● TASK PROMPT: Write out each entry word for word.

● RECORDS PROVIDED:
▼▼▼

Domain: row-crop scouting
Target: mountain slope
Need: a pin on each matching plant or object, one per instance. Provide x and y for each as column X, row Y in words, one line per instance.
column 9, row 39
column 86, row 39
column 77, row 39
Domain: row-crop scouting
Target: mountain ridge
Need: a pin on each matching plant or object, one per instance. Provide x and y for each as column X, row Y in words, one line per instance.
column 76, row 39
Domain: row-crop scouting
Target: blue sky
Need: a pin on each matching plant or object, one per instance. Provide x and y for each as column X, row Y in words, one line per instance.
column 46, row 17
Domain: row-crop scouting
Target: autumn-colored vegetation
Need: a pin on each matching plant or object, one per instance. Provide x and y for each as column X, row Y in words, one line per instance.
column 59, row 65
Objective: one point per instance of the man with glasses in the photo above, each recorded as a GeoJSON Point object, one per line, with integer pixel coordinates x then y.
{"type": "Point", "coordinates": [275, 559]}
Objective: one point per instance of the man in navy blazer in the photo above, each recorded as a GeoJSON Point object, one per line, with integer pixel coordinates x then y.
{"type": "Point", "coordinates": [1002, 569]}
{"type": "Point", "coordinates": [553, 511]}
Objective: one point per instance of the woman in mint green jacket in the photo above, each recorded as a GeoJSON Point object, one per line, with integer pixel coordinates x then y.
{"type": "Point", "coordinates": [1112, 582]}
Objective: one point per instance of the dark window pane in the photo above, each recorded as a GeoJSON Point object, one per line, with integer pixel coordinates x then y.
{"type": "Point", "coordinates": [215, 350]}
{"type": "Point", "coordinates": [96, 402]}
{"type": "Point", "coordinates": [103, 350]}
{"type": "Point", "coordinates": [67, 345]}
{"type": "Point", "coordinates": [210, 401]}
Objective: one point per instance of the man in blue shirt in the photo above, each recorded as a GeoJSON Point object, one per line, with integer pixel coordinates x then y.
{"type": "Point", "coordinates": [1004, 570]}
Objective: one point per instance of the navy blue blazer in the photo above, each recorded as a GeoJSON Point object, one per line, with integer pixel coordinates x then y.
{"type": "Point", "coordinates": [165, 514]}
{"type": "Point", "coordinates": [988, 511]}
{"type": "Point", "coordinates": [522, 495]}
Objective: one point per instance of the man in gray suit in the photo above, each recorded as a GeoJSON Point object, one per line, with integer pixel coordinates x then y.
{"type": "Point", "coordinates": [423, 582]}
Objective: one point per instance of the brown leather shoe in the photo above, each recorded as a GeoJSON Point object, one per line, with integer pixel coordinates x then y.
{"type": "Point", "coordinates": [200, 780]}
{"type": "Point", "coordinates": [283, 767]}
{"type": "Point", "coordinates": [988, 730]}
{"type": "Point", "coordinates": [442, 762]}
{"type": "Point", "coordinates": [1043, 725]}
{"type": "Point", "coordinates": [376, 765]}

▲▲▲

● TASK SOLUTION:
Domain: row-crop scouting
Target: mountain slope
Need: a pin on each matching plant or object, one per instance. Provide x and y for each as column X, row Y in words, one line per instance.
column 9, row 39
column 86, row 39
column 77, row 39
Domain: row-crop scouting
Target: mountain ridge
Need: a pin on each matching plant or object, one per instance. Provide x and y for each as column X, row Y in words, one line per instance.
column 76, row 39
Domain: row-crop scouting
Target: blue sky
Need: a pin on each matching plant or object, one per instance. Provide x and y for each as column X, row Y in words, one line per instance.
column 46, row 17
Domain: row-crop scouting
Target: autumn-colored vegetation
Need: a pin on each matching plant or object, one per instance. Provide x and y for each as column X, row Y in words, one line per instance.
column 59, row 65
Objective: one point per instance of the man with glasses in the photo above, each recorded as a GeoJSON Point object, one per line, with integer pixel coordinates x then y.
{"type": "Point", "coordinates": [275, 559]}
Objective: one point per instance of the man in navy blazer in the photo above, each recorded as a GeoJSON Point object, one per line, with integer pixel coordinates x then y.
{"type": "Point", "coordinates": [1002, 569]}
{"type": "Point", "coordinates": [553, 511]}
Objective: one point per instance of the woman in mint green jacket in the photo above, each recorded as a GeoJSON Point object, one per line, with integer pixel coordinates x then y.
{"type": "Point", "coordinates": [1112, 582]}
Objective: one point per instance of the dark window pane in the photo above, each recorded as a GeoJSON Point object, one per line, with integer pixel coordinates x then y.
{"type": "Point", "coordinates": [215, 350]}
{"type": "Point", "coordinates": [96, 402]}
{"type": "Point", "coordinates": [103, 350]}
{"type": "Point", "coordinates": [67, 345]}
{"type": "Point", "coordinates": [210, 401]}
Objective: one point per instance of the man in blue shirt in the photo above, each recorded as a GeoJSON Point object, one per line, with integer pixel coordinates x then y.
{"type": "Point", "coordinates": [1004, 570]}
Objective: one point per instance of the navy blue blazer in the photo above, each recorded as a GeoJSON Point object, one per line, with integer pixel coordinates x then y.
{"type": "Point", "coordinates": [165, 514]}
{"type": "Point", "coordinates": [988, 511]}
{"type": "Point", "coordinates": [522, 495]}
Objective: one point per instance of the man in gray suit in the photo above, each recorded as a GeoJSON Point object, one per line, with integer pixel coordinates x then y.
{"type": "Point", "coordinates": [423, 582]}
Objective: one point per instance of the brown leather shoe in the photo above, each recorded as a GeoJSON Point object, one per line, with integer pixel coordinates x then y.
{"type": "Point", "coordinates": [200, 780]}
{"type": "Point", "coordinates": [283, 767]}
{"type": "Point", "coordinates": [988, 730]}
{"type": "Point", "coordinates": [442, 762]}
{"type": "Point", "coordinates": [1043, 725]}
{"type": "Point", "coordinates": [376, 765]}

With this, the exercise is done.